=== LIST OF TASKS ===
a: Please explain, in one to three sentences, why the tools of people farther north became more robust, according to the essay on winter.
b: In the essay on winter, what material were the Ice Age sewing needles found up to Alaska and the Bering land bridge made of?

=== READING TEXT ===
--
The earliest people in Tasmania 36,000 years ago hunted wombats and wallabies and used bone points which were hafted onto wooden shafts. About the same time, in Borneo, Paleolithic people were fashioning stingray spines into barbed spearpoints and used them to take down wild pigs, monkeys, turtles, and civet cats. No evidence of clothing or stitch-work has been found. Farther north, people hunted larger animals, and their tools became more robust, made of knapped bone and rock to match the size of their prey. They needed skins and furs. At an Upper Paleolithic site in southern Portugal, fire-cracked rock and stone anvils have been found among the systematic smashing of bones from deer, bison, reindeer, and horse, indicating marrow rendering. Up to Alaska and the Bering land bridge archaeologists have found Ice Age sewing needles made of mammoth ivory and tiny stone blades for precise cuts, indicating tailored clothes that would have been drawn up tight. For a species hailing from Africa and warmer parts of Indo Eurasia, winter nights up here would have been notably long and dark. They watched fires flicker on hide walls, stories told, families gathered with skins and robes.

A far arm of the galaxy is laced from horizon to horizon. The constellation of Orion chases the beautiful Pleiades nonstop, her gathering of bright, newborn stars clutched in the sky like a legend. You are in winter’s cave. This is the sky people from northern latitudes have watched for countless generations.

Even if you hurry through your day between offices and city streets, you see how low the sun is, and how long the night is. This is when you paint the walls with your dreams, and watch taillights as they pass.

I was actually glad when the house’s system conked. I got my season back. No email, no undying glow of a laptop. I made dinner in skeletal light and wrote by hand, lapsing back into the form like a gift. When I slept, it was near the fire, curled under blankets, stars dazzling through every window.

I carry countless winters in me, bloodlines Germanic and Welch, northern rituals, the leaving of the sun and its eventual return. I come from Christmas and decking the halls, evergreens cut down and put inside, decorated with lights and the glint of tinsel. My people, like many around the world, rendered animal fat and gathered around stone lamps waiting out the hollow rind of winter. We knew it would always come. No prayer could stop it. You did what you had to, taking up the hem of darkness and covering yourself.

Though October is richly apportioned and the sun is low and brilliant, I find myself leaning toward winter. It is the same way come February that I lean toward spring, muddy roads and budding leaves to come. The planet pulls and for now, the dark rises. You can’t live outside of the tropics without bowing to it. I look forward to the annual blackouts, the oil lamps set out, nights of memory, story, and sleep so deep you forget to dream.
--
=== DATA EXCERPT ===
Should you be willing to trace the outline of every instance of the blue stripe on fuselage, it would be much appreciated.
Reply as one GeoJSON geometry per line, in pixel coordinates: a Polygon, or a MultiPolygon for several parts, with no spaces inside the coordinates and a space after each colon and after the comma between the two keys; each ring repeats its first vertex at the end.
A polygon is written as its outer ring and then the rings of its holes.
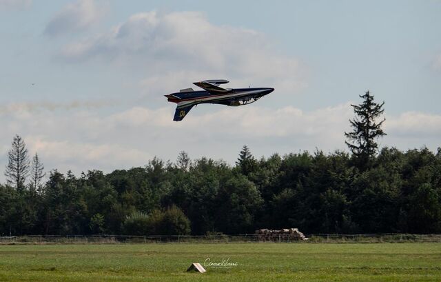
--
=== SET OF ANSWERS ===
a: People farther north hunted larger animals, so their tools became more robust. The tools were made of knapped bone and rock to match the size of their prey.

b: Mammoth ivory.